▸ **Exercise directions**
Check every line of the material below for the string "porch", and return the ones that have it.

· · · · ·

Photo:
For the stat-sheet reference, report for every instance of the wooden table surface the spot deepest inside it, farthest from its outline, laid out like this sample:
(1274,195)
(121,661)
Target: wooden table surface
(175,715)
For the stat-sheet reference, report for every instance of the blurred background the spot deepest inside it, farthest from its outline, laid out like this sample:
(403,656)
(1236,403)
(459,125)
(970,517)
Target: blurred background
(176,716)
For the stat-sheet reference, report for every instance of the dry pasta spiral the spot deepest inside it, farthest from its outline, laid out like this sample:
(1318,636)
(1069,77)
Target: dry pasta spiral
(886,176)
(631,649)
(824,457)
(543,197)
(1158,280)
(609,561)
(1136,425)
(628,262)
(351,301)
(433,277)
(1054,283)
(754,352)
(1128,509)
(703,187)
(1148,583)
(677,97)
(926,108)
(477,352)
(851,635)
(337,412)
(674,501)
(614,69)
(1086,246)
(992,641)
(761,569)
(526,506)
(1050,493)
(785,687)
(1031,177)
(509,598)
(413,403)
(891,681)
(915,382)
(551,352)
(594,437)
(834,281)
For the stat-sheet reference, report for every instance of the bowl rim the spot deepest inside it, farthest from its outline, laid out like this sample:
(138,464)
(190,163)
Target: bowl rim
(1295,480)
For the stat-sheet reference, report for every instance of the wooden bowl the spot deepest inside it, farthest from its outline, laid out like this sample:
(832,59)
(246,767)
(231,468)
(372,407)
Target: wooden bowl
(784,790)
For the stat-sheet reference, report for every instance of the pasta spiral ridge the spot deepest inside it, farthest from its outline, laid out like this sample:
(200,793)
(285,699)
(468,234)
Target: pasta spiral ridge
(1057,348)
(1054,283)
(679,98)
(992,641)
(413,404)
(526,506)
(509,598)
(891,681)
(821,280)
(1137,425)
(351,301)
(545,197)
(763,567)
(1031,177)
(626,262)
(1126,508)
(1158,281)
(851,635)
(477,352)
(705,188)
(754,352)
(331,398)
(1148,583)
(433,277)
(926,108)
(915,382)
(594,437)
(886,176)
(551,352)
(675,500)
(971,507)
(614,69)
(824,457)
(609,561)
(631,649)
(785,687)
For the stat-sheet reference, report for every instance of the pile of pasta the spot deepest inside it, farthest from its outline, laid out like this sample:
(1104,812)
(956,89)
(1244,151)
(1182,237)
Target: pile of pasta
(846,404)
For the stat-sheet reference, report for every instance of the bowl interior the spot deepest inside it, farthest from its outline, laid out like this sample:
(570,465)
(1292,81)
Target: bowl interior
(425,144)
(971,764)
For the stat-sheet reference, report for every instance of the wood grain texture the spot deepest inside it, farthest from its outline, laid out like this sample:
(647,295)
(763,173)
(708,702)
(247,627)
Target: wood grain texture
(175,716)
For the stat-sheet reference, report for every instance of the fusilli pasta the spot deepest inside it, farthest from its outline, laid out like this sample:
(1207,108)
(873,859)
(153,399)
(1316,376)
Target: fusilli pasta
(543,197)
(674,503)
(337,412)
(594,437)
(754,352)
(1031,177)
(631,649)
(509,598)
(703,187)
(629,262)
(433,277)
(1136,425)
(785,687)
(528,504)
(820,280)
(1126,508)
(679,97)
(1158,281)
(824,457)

· · · · ·

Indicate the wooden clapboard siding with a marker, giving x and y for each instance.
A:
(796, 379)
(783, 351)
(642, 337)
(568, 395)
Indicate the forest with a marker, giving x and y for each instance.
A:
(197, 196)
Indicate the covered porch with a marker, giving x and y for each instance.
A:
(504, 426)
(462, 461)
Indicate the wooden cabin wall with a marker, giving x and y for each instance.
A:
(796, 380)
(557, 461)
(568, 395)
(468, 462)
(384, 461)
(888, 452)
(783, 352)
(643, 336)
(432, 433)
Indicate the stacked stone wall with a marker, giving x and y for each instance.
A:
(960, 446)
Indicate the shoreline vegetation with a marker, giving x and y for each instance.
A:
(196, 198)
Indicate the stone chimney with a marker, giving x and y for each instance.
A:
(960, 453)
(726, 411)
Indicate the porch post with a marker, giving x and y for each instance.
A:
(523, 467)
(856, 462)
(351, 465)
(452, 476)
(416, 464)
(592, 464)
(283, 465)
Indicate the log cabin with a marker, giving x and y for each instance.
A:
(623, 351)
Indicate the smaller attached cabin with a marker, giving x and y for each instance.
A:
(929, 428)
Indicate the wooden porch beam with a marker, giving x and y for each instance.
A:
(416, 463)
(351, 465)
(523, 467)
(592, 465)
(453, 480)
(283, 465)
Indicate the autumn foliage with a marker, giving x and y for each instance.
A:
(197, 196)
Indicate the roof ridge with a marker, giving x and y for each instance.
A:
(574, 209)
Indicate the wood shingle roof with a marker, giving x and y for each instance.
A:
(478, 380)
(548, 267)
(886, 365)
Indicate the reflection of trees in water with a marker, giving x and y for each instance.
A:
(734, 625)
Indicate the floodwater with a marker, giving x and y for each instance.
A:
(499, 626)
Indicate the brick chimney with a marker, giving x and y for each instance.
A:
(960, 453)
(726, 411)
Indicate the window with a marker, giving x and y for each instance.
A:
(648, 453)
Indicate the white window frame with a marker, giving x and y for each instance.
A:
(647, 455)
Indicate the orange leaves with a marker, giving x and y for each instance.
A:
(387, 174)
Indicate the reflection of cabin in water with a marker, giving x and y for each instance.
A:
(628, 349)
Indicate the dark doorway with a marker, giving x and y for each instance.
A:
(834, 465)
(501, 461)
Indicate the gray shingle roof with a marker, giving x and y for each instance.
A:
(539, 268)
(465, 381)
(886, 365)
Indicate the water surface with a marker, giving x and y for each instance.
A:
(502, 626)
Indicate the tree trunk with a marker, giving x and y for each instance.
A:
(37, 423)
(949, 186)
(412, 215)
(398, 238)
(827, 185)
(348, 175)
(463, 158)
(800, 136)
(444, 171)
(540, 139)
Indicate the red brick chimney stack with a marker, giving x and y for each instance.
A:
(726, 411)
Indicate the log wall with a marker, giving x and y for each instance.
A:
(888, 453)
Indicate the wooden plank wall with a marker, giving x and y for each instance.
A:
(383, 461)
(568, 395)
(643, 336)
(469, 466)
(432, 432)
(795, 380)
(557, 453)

· · · · ·

▸ **Output of the exercise**
Indicate the covered porch with a marker, giving x and y for each instance.
Indicate the porch post with a marker, giving x and y for each instance.
Indicate the wooden porch beam with a marker, giving x and y for each instance.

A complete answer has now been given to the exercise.